Article:
+---+

New York State Governor Eliot Spitzer announced Wednesday that he is dropping his plan to grant drivers’ licenses to undocumented immigrants. The plan had drawn praise from immigrant rights activists but fierce opposition from Republicans and many Democrats. We speak to Chung-Wha Hong of the New York Immigration Coalition. [includes rush transcript]
JUAN GONZÁLEZ: New York State Governor Eliot Spitzer announced Wednesday that he’s dropping his plan to grant drivers’ licenses to undocumented immigrants. The plan had drawn praise from immigrant rights activists but fierce opposition from Republicans and many Democrats. Spitzer spoke to the press on Wednesday.
GOV. ELIOT SPITZER: I have listened to the legitimate concerns of the public and those who would be affected by my proposal and have concluded that pushing forward unilaterally in the face of such strong opposition would be counterproductive. It does not take a stethoscope to hear the pulse of New Yorkers on this topic.
JUAN GONZÁLEZ: The governor added that he still believed the proposal would have benefited New Yorkers. He had previously defended the plan as a, quote, "commonsense" public safety measure that makes licenses and insurance available regardless of immigration status.
But Spitzer faced a growing storm of criticism from politicians and the mainstream media ever since he first announced the plan in late September. CNN anchor Lou Dobbs was particularly harsh in his almost daily condemnation of Governor Spitzer and the driver’s license plan. I want to play excerpts from his show, Lou Dobbs Tonight. They aired in October.

+---+

Recorded information:
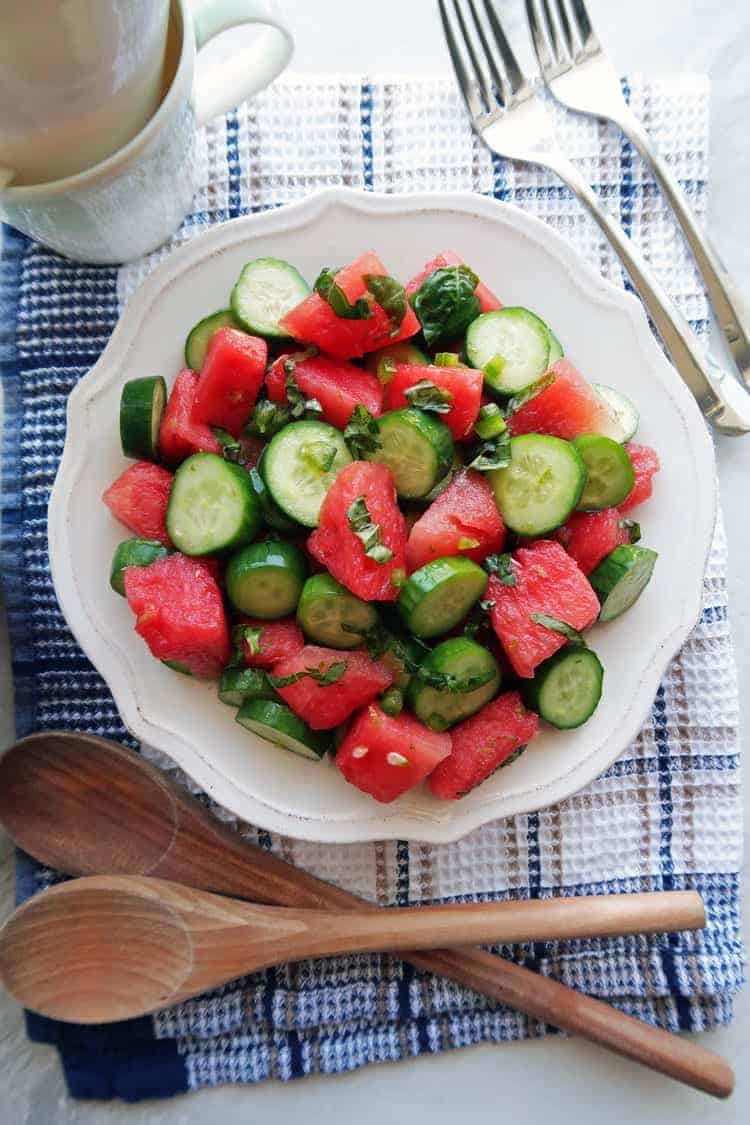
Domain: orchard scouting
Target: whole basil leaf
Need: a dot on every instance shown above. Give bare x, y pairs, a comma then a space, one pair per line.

+---+

Work to be completed:
Reproduce the transcript on Governor Spitzer's driver's license plan in full, without changing a word.

Output of the task:
New York State Governor Eliot Spitzer announced Wednesday that he is dropping his plan to grant drivers’ licenses to undocumented immigrants. The plan had drawn praise from immigrant rights activists but fierce opposition from Republicans and many Democrats. We speak to Chung-Wha Hong of the New York Immigration Coalition. [includes rush transcript]
JUAN GONZÁLEZ: New York State Governor Eliot Spitzer announced Wednesday that he’s dropping his plan to grant drivers’ licenses to undocumented immigrants. The plan had drawn praise from immigrant rights activists but fierce opposition from Republicans and many Democrats. Spitzer spoke to the press on Wednesday.
GOV. ELIOT SPITZER: I have listened to the legitimate concerns of the public and those who would be affected by my proposal and have concluded that pushing forward unilaterally in the face of such strong opposition would be counterproductive. It does not take a stethoscope to hear the pulse of New Yorkers on this topic.
JUAN GONZÁLEZ: The governor added that he still believed the proposal would have benefited New Yorkers. He had previously defended the plan as a, quote, "commonsense" public safety measure that makes licenses and insurance available regardless of immigration status.
But Spitzer faced a growing storm of criticism from politicians and the mainstream media ever since he first announced the plan in late September. CNN anchor Lou Dobbs was particularly harsh in his almost daily condemnation of Governor Spitzer and the driver’s license plan. I want to play excerpts from his show, Lou Dobbs Tonight. They aired in October.